Texto extraído
Pero acabamos de recibir la grata sorpresa de la presentación en sociedad de un fármaco realmente esperanzador. De momento es casi sólo teórico, pero avanza a buen ritmo la puesta en práctica en lugares muy significativos de la España cinegética. Me refiero al libro Buenas prácticas cinegéticas, dirigido por la abogada Cristina Álvarez, asesorado por Mario Sáenz de Buruaga y patrocinado por la Fungesma.
Cuajado de creativos planteamientos, este documento puede ser perfectamente considerado como el principio de un espectacular cambio a mejor del mundo de la caza. Parte de la siempre relegada ampliación de nuestros conocimientos sobre la situación real de las dinámicas internas de lo espontáneo para su propia renovación. Por tanto, ecología, la científica, aplicada a una de sus mejores y plausibles aplicaciones. Continúa por identificar las agresiones más directas y, por tanto, subsanables a los intereses de los cazadores. Por cierto, que casi todas las agresiones al conjunto del derredor acaban incidiendo en el rendimiento cinegético. Explora las consecuencias de las malas gestiones, ya sea por la artificialización, el uso de venenos, el reticulado del paisaje, la incoherencia y disparidad legislativa. Apuesta por la integración de la caza al desarrollo rural con la casi primacía que le corresponde en casi un tercio del país. Insiste en que resulta especialmente coherente incrementar el conocimiento que los cazadores tienen de su primera materia prima. Que no son las piezas, sino lo que las pone a su disposición, es decir, el entorno natural.

Datos proporcionados
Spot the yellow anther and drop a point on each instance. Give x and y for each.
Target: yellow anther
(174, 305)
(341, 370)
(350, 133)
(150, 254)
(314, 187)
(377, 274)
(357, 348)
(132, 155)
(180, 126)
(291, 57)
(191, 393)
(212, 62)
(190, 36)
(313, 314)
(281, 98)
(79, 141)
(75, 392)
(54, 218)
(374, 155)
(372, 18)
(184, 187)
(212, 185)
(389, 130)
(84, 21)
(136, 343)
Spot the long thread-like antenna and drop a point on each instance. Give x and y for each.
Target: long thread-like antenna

Objetivo
Continúa el texto sobre buenas prácticas cinegéticas a partir de su última frase. El material es independiente del texto sobre buenas prácticas cinegéticas.

Respuesta
El verdadero hito de esta propuesta, en cualquier caso, pasa por la puesta en práctica de una exigencia de rigor por parte de los cazadores. Y que se parece mucho a cualquiera de las otras formas que en nuestra sociedad suponen los certificados de autenticidad, calidad y expectativas futuras.
Las satisfacciones y los rendimientos ligados a la caza pueden incrementarse y quedar garantizados si se generalizan los certificados de calidad, que se corresponderían precisamente por la minimización de los impactos ambientales relacionados con la misma, una nueva fiscalidad, la coordinación de las normativas y la incorporación de los máximos de deportividad en su práctica concreta. En suma, darle prioridad a lo auténtico y muy pocas oportunidades a lo falso y enfermo. Porque no se puede seguir olvidando que la caza trabaja con y en medio de la vida.
Joaquín Araújo es escritor y Premio Global 500 de la ONU.